They come in many varieties but the most basic one is called a perceptron. It is based on an old idea about nerve cells and how they work, where it accepts data in in one end, does some computation with it and then delivers an interpretation in the other end. First you teach them, then you use them, sort of. The better the training, the better the result 'in production'.

To begin with it has some random ideas, usually expressed as numeric values. This is what is called weights, some numbers signifying something. When it encounters data in the training phase it multiplies or otherwise computes its own numbers with this data and the weights and then checks whether the result is the same as in the answers for the training data set.

If it fits it silently applauds itself and waits for more data. If it doesn't it adjusts its weights in the appropriate direction and then waits for more data.

When you have just one it isn't very exciting but if you translate e.g. images to numbers representing colour, brightness or something of each pixel and then train a matrix of these perceptrons on such image translations that you have also decided what they are or should mean to the net, then you can also use it to detect those same things and others that are similar if you only translate these new images to the data format that your perceptron flock knows how to make guesses about.

This is because you control thresholds for whether an answer from one of your perceptrons is OK or not given the data you supply, you could be somewhat lenient and see if it is enough for your use case and if it isn't you retrain your net with a more demanding and exact threshold.

## ASSIGNED TASK A
Reproduce the passage on perceptrons, starting with "To begin with" and going on through "then waits for more data.".
## ASSIGNED TASK B
Please state whether each statement agrees with the passage on perceptrons, answering yes or no and quoting the deciding words. (i) At the start, a perceptron has random ideas, usually expressed as numeric values. (ii) When its result does not match the training answers, a perceptron discards that data. (iii) If a lenient threshold is not enough for the use case, the net is retrained with a more demanding threshold.

## SOURCE MATERIAL
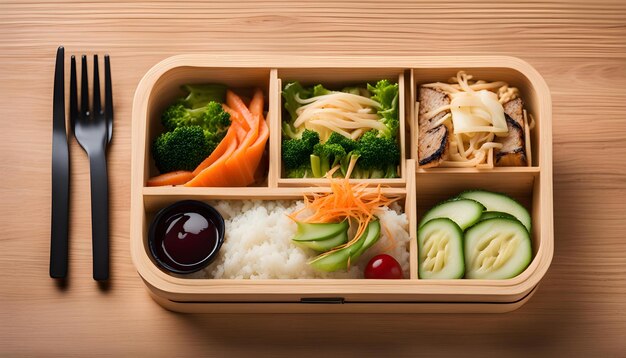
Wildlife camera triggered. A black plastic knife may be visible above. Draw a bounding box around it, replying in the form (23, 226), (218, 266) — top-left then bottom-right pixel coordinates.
(50, 46), (70, 278)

## EXERCISE RESPONSE A
To begin with it has some random ideas, usually expressed as numeric values. This is what is called weights, some numbers signifying something. When it encounters data in the training phase it multiplies or otherwise computes its own numbers with this data and the weights and then checks whether the result is the same as in the answers for the training data set.

If it fits it silently applauds itself and waits for more data. If it doesn't it adjusts its weights in the appropriate direction and then waits for more data.

## EXERCISE RESPONSE B
(i) Yes: "To begin with it has some random ideas, usually expressed as numeric values."
(ii) No: "If it doesn't it adjusts its weights in the appropriate direction and then waits for more data."
(iii) Yes: "if it isn't you retrain your net with a more demanding and exact threshold."